[Data extracted from a collection]
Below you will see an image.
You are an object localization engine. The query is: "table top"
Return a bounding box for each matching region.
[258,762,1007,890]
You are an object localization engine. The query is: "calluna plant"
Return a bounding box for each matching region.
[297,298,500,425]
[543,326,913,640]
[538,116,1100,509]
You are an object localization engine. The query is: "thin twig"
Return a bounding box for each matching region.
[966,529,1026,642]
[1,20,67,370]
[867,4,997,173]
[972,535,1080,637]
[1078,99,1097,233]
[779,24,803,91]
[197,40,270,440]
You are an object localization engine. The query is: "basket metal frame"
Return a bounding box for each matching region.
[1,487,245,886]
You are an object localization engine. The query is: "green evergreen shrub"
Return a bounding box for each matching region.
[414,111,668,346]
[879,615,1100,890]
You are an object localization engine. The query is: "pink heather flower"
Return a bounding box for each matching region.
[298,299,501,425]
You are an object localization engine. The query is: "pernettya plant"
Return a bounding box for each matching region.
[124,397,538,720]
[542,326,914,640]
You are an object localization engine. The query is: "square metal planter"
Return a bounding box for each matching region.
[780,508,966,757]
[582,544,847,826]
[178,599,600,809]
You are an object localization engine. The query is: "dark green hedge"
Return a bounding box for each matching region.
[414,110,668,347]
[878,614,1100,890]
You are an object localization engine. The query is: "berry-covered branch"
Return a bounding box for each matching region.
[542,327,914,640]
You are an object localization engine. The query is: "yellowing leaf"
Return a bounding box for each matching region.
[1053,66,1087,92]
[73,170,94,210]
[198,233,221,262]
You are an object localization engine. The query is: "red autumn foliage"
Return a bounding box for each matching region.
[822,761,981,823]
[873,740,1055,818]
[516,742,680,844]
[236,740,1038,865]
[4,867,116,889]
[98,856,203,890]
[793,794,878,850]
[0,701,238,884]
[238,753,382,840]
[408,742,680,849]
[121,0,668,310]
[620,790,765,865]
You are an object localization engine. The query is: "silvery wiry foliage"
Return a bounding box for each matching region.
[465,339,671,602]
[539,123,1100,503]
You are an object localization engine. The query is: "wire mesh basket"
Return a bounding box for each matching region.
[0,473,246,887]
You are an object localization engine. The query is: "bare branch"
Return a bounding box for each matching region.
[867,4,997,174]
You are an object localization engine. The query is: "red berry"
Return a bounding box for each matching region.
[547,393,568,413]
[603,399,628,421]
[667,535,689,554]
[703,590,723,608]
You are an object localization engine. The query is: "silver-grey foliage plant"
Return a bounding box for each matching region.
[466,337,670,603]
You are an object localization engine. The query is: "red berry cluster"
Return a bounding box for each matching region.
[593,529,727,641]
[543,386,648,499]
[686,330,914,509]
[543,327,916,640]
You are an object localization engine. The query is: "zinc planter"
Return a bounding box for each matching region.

> Your assignment
Reproduce each entry above character for character.

> Exercise answer
Below you will see an image.
You are an object localization engine. The query is: "table top"
Return a bounding box for each matching region.
[258,762,1007,890]
You are an object localization engine. The query is: "calluna plant"
Return a bounding box for each matching region.
[297,298,500,425]
[543,326,913,640]
[538,116,1100,509]
You are an object localization engine. The query is: "thin twig"
Return a bounding box for each matching region.
[966,529,1026,642]
[1,20,67,370]
[867,4,997,173]
[972,535,1080,637]
[1078,99,1097,233]
[779,24,803,91]
[197,40,270,440]
You are an object localization engine. The query is: "basket metal frame"
Return a bounding box for each matching region.
[1,487,245,886]
You are an object localization engine. The query is: "green evergreen shrub"
Return a bounding box for each matching region.
[414,111,668,346]
[879,615,1100,890]
You are an object localization engine. The query is: "pink heather flower"
Return a bounding box for each matching region.
[298,299,501,425]
You are an object localization engine. The query is: "pernettya plant"
Return a bounding box for each matching region.
[124,397,538,720]
[542,326,914,640]
You are an object localization engine. The query is: "square metal planter"
Return a bounding box for each matching region.
[780,508,966,757]
[582,544,847,826]
[178,599,600,809]
You are an object localization engine. The query is: "dark green hedge"
Return a bounding box for each matching region.
[414,110,668,347]
[878,614,1100,890]
You are an object localization engine. The query is: "berry-covered branch"
Return a bounding box for each matching region.
[542,327,914,640]
You are an object localization engine. The query is: "yellowing leaf"
Return a bounding box for each matching region.
[1053,66,1087,92]
[73,170,94,210]
[198,233,221,262]
You are an object localization engine. The query is: "red autumn foliage"
Return a bounding box for each matching region.
[822,761,981,823]
[873,740,1055,818]
[516,742,680,844]
[236,740,1038,865]
[4,867,116,889]
[98,856,203,890]
[793,794,878,850]
[0,701,238,884]
[238,753,382,840]
[408,742,680,849]
[121,0,668,310]
[620,790,765,865]
You are an object localization engine. The query is: "silvery wiry foliage"
Return a bounding box for each matching region.
[465,339,671,602]
[539,123,1100,503]
You are an object localization engine. The query is: "wire mesh basket"
Return a bounding box for each matching region.
[0,473,246,887]
You are an object localization engine. The query is: "bare branch"
Return a bounding box for each matching region.
[867,4,997,174]
You are an object localization engine. The query is: "red berry"
Return a bounding box for each matching region.
[547,393,568,413]
[603,399,628,421]
[667,535,689,554]
[703,590,723,608]
You are an object localization engine. The query is: "silver-grey foliage plant"
Return a bounding box for each matching region.
[466,337,670,603]
You are an object localization engine. The query is: "red berry cluster"
Return a bounding box for each matching region.
[593,529,727,641]
[543,386,648,499]
[686,330,914,509]
[543,327,916,640]
You are an object localization engine. The query is: "zinc planter"
Return a bounding box for each matching region.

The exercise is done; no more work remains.